#### [Exercise requirements]
A: Update the patent excerpt by rewriting it from the words "[0152] Examples of" through "polycyclic norbornene-based monomer.", changing "thermoplastic resins" to "thermoplastic polymers".
B: Please carry the patent excerpt forward from its final sentence.

#### [Source extract]

----

Polymerized Substance of Compound Which has Cyclic Aliphatic Hydrocarbon Group and Group Having Ethylenically Unsaturated Bond

[0151] The material B may be a polymerized substance of a compound having a cyclic aliphatic hydrocarbon group and a group having an ethylenically unsaturated bond.

[0152] Examples of the polymerized substance of a compound which has a cyclic aliphatic hydrocarbon group and a group having an ethylenically unsaturated bond include thermoplastic resins having a constitutional unit derived from a cyclic olefin monomer such as norbornene and a polycyclic norbornene-based monomer.

[0153] The polymerized substance of a compound which has a cyclic aliphatic hydrocarbon group and a group having an ethylenically unsaturated bond may be a ring-opened polymer of the above-described cyclic olefin, a hydrogenated product of a ring-opened copolymer using two or more cyclic olefins, or an addition polymer of a cyclic olefin and a linear olefin or aromatic compound having an ethylenically unsaturated bond such as a vinyl group. In addition, a polar group may be introduced into the polymerized substance of a compound which has a cyclic aliphatic hydrocarbon group and a group having an ethylenically unsaturated bond.

[0154] The polymerized substance of a compound which has a cyclic aliphatic hydrocarbon group and a group having an ethylenically unsaturated bond may be used alone or in combination of two or more thereof.

[0155] A ring structure of the cyclic aliphatic hydrocarbon group may be a single ring, a fused ring in which two or more rings are fused, or a crosslinked ring.

[0156] Examples of the ring structure of the cyclic aliphatic hydrocarbon group include a cyclopentane ring, a cyclohexane ring, a cyclooctane ring, an isophorone ring, a norbornane ring, and a dicyclopentane ring.

----

#### [Stored records]

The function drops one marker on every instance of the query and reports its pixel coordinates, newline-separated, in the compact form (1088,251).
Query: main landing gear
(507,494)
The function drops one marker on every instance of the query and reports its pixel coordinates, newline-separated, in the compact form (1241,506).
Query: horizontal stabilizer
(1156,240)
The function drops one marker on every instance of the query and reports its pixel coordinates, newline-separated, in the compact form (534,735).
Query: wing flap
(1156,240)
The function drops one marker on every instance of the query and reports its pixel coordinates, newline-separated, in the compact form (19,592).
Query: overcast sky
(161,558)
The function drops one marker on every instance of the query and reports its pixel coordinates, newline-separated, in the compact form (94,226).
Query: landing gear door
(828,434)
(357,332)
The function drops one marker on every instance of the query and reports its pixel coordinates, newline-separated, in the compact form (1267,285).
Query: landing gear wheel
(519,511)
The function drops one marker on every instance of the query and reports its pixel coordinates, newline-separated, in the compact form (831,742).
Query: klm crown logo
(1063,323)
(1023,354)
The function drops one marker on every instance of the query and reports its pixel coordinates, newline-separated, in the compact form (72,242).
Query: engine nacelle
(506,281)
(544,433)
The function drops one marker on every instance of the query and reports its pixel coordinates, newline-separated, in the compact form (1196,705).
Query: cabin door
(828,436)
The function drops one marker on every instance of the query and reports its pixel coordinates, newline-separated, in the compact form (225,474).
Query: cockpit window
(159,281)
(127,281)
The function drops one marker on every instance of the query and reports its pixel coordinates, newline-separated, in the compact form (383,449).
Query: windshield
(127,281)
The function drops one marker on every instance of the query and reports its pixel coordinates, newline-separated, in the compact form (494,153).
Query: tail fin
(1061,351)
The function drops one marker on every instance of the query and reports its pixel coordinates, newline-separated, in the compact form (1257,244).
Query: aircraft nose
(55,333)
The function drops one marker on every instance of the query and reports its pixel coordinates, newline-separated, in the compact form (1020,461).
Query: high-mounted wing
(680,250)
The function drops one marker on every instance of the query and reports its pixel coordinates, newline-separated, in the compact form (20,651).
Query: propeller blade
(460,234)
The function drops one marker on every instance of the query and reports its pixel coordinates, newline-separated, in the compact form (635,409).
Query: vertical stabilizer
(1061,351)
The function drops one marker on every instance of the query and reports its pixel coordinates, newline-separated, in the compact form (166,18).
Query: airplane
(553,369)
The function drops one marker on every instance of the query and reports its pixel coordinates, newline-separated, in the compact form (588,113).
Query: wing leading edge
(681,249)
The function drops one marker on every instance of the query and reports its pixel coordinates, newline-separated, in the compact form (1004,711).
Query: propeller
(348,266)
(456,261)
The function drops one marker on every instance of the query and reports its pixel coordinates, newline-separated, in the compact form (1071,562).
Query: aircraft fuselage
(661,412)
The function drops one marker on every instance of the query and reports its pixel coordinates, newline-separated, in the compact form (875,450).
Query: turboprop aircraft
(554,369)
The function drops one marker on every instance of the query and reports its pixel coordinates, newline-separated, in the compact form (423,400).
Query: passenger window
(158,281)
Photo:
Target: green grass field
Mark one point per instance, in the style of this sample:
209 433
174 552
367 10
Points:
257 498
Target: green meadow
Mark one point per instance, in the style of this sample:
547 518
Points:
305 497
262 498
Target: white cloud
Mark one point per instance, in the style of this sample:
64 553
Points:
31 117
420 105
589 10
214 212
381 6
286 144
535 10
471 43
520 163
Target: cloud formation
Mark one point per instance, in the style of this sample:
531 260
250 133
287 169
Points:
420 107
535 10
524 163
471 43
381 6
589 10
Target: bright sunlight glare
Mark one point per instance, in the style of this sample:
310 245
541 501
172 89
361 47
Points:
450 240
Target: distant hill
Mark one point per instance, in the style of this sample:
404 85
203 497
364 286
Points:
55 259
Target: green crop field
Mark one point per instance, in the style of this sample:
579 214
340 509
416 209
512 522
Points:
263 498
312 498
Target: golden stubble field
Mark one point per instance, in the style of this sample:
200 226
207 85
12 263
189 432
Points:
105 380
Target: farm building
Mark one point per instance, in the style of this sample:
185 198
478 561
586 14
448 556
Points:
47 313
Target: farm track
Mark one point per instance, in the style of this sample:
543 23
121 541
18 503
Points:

----

#### [Expected outputs]
A:
[0152] Examples of the polymerized substance of a compound which has a cyclic aliphatic hydrocarbon group and a group having an ethylenically unsaturated bond include thermoplastic polymers having a constitutional unit derived from a cyclic olefin monomer such as norbornene and a polycyclic norbornene-based monomer.

B:
[0157] The compound which has a cyclic aliphatic hydrocarbon group and a group having an ethylenically unsaturated bond is not particularly limited, and examples thereof include a (meth)acrylate compound having a cyclic aliphatic hydrocarbon group, a (meth)acrylamide compound having a cyclic aliphatic hydrocarbon group, and a vinyl compound having a cyclic aliphatic hydrocarbon group. Among these, preferred examples thereof include a (meth)acrylate compound having a cyclic aliphatic hydrocarbon group. In addition, the compound which has a cyclic aliphatic hydrocarbon group and a group having an ethylenically unsaturated bond may be a monofunctional ethylenically unsaturated compound or a polyfunctional ethylenically unsaturated compound.

[0158] The number of cyclic aliphatic hydrocarbon groups in the compound which has a cyclic aliphatic hydrocarbon group and a group having an ethylenically unsaturated bond may be 1 or more, and may be 2 or more.

[0159] It is sufficient that the polymerized substance of a compound which has a cyclic aliphatic hydrocarbon group and a group having an ethylenically unsaturated bond is a polymer obtained by polymerizing at least one compound which has a cyclic aliphatic hydrocarbon group and a group having an ethylenically unsaturated bond, and it may be a polymerized substance of two or more kinds of the compound which has a cyclic aliphatic hydrocarbon group and a group having an ethylenically unsaturated bond or a copolymer with other ethylenically unsaturated compounds having no cyclic aliphatic hydrocarbon group.

[0160] In addition, the polymerized substance of a compound which has a cyclic aliphatic hydrocarbon group and a group having an ethylenically unsaturated bond is preferably a cycloolefin polymer.

Polyphenylene Ether

[0161] The material B may be a polyphenylene ether.

[0162] In the polyphenylene ether, from the viewpoint of dielectric loss tangent and heat resistance, the average number of molecular terminal phenolic hydroxyl groups per molecule (the number of terminal hydroxyl groups) is preferably 1 to 5 and more preferably 1.5 to 3.

[0163] The number of terminal hydroxyl groups in the polyphenylene ether can be found, for example, from a standard value of a product of the polyphenylene ether. In addition, the number of terminal hydroxyl groups is expressed as, for example, an average value of the number of phenolic hydroxyl groups per molecule of all polyphenylene ethers present in 1 mol of the polyphenylene ether.

[0164] The polyphenylene ether may be used alone or in combination of two or more thereof.

[0165] Examples of the polyphenylene ether include a polyphenylene ether including 2,6-dimethylphenol and at least one of bifunctional phenol or trifunctional phenol, and poly (2,6-dimethyl-1,4-phenylene oxide). More specifically, the polyphenylene ether is preferably a compound having a structure represented by Formula (PPE).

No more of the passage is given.